▸ **SOURCE EXTRACT**
________________________

And then of course, is the edge-of-the-seat central plot,
of how David slowly but surely puts the different digital pieces of the puzzle
together to solve the mystery, along with special detective Rosemary Vick
(played by Debra Messing). As David uncovers one clue that leads to another, he
gets deeper and deeper into the private life of his teenage daughter that he
didn’t know existed. Finally leading to the climax of solving the mystery. Only thing is don't hold your breath for the climax, the only thing that disappoints.
The completely new-age take to storytelling is not
because it is a ‘digital thriller’. In fact that would be the least of the
things. Many movies and programmes have dabbled in that. The reason this movie is modern because it
doesn’t make a big deal of words like digital, online, internet. Better still,
it doesn’t condemn the “online” world as the evil of our times! The film treats
the various gadgets as a natural extension of our physical selves.

________________________

▸ **RECORDED DATA**

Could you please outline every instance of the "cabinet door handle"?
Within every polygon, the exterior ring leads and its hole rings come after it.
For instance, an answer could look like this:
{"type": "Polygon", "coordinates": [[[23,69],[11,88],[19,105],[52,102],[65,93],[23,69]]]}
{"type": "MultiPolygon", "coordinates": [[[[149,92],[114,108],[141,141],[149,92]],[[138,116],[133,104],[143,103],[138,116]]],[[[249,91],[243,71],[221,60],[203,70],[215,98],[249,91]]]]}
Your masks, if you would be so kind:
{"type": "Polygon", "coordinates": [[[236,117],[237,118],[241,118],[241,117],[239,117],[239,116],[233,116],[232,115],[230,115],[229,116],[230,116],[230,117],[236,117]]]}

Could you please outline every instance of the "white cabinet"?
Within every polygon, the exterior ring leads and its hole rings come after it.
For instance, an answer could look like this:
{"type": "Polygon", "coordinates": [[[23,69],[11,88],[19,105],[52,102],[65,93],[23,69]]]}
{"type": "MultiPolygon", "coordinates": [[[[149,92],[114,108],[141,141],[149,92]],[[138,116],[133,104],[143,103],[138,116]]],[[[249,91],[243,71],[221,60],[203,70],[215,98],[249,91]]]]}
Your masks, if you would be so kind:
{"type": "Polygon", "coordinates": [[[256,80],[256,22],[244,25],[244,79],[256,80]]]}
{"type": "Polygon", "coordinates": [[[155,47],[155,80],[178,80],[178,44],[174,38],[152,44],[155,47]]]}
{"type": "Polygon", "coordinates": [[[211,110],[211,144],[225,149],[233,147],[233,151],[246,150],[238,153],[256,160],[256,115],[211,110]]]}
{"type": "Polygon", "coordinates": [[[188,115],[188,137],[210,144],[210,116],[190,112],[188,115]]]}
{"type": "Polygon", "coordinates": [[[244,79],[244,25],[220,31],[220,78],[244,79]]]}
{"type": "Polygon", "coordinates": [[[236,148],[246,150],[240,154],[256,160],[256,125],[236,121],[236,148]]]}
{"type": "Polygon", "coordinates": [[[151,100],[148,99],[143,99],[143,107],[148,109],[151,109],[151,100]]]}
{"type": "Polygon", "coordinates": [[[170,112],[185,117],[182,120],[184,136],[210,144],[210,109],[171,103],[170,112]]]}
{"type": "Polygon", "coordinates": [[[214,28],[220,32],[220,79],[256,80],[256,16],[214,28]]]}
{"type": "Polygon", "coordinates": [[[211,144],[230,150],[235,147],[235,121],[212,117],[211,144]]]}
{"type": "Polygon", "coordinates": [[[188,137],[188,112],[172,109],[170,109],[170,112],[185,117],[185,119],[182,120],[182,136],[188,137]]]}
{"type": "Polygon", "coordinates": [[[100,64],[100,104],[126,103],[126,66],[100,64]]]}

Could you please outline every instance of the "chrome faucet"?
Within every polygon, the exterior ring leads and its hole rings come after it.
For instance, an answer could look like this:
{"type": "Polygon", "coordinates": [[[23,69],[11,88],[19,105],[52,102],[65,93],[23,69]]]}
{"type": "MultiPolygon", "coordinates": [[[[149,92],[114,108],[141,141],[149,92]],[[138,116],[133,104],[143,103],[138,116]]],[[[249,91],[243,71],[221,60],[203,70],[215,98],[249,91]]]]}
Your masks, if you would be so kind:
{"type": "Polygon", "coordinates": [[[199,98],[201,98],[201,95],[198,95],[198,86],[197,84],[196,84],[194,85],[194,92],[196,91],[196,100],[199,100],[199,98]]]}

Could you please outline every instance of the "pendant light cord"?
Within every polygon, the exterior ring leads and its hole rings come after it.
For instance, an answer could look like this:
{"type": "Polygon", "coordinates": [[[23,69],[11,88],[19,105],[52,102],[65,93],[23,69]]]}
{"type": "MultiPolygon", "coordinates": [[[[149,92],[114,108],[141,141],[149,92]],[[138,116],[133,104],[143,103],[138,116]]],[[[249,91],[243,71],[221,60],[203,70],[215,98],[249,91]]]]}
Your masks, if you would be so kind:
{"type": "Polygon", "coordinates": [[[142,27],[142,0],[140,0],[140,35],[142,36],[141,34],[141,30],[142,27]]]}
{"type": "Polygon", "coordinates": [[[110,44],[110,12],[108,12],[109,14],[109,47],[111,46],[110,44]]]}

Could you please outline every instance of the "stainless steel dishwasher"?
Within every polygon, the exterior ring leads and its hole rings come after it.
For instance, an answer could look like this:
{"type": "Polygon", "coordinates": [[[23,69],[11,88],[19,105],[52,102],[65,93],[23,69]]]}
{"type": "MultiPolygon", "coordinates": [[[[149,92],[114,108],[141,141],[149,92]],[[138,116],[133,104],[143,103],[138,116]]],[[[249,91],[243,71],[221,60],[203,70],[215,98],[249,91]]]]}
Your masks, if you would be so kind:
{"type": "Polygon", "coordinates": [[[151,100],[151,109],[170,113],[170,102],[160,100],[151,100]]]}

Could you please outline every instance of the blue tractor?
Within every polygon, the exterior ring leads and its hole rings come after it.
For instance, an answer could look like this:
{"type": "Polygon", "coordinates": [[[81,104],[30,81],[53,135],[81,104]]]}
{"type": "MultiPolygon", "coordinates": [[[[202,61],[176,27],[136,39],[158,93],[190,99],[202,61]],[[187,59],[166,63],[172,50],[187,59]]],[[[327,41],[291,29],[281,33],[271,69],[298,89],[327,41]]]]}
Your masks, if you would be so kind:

________________________

▸ **TO DO**
Continue the film review, starting after its last sentence. The entries have no connection to the film review.

▸ **RESULT FOR THIS EXERCISE**
They are our ‘extended senses’ that are an integral part of our modern day
lives, without which we wouldn’t be able to see, hear, feel, smell, touch,
think. In a world, where the online and offline lives seamlessly merge into
each other, forming part of a complete and perfectly natural whole.
This is what makes for an
effortless-yet-engaging movie. Where technology becomes the tool
to tell the story of people and their lives, story of parents and their
relationship with teenage children, story of the bitter-sweet journey of
raising children, story of the constant guilt and heartache that comes with
being a parent, story of the mortal fear of losing your child, and the story of
forever searching…
In short, a must watch!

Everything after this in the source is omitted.